Text shown:
- - - - -

If wanted to read the Matthew Perry Memoir since I’d started seeing the press about it during 2023. So it was already on my Christmas list before he passed away in November.
Suddenly it seemed quite macabre to want a copy of his book - as if I was just after some juicy gossip about his heartbreaking story. But I knew I’ve always been a fan and had wanted to read it when he was promoting it, so I went ahead and added it to my Christmas list (by which I mean mentioned it when my mum and husband asked me what I wanted).
I don’t think I’ve ever read a whole non-fiction book before. Oh actually - I tell a lie - I think I finished The 5 Love Languages. And I came close to finishing Gut. But non-fiction, I find, generally has a summing up recap kind of ending rather than an exciting climax so I think that’s probably why they don’t get me to reach the back cover.
This memoir however had me glued to the last few pages in the same way as a fiction book.
Now, I like a chronological story - especially when it’s an anecdote. My husband and kids always tell me tales which jump around with bits in the wrong order and I find myself making them back track or correct themselves so that I can actually piece together what they’re telling me in a proper order. Stories of who said what at nursery drop off or in the play ground turn more into witness statements by the time I’ve finished with them. But details matter, right? (That sounds like an over used phrase from season 2 of Reacher.)

- - - - -

Set problem 1: Locate every line in the rows below that contains the string "woman", and copy each of those lines.

Data listing:
- - - - -

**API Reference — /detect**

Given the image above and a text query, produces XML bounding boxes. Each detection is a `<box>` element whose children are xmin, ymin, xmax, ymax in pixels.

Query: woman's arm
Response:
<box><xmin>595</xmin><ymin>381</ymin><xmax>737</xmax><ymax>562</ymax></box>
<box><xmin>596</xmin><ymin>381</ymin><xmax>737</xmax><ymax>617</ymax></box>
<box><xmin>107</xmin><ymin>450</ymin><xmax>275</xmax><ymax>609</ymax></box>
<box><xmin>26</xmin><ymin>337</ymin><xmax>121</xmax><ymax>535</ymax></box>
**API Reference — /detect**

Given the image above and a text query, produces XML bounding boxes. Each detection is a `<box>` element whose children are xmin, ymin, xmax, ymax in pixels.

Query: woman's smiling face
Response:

- - - - -

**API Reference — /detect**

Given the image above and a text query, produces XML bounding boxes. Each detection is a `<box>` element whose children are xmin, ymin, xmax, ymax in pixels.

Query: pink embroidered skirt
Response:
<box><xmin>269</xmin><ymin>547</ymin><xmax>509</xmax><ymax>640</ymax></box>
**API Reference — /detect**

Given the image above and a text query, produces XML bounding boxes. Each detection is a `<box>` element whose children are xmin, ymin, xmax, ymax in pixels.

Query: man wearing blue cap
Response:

- - - - -

Set problem 2: Summarize the text about reading the Matthew Perry memoir in two sentences.

Written answer 1:
Query: woman's arm
Query: woman's smiling face

Written answer 2: The writer had wanted to read Matthew Perry's memoir since seeing press about it in 2023 and, despite feeling that wanting it seemed macabre after his death in November, added it to a Christmas list. Although the writer seldom finishes non-fiction because such books tend to end with a recap rather than an exciting climax, this memoir held the writer's attention through the last few pages as a fiction book would.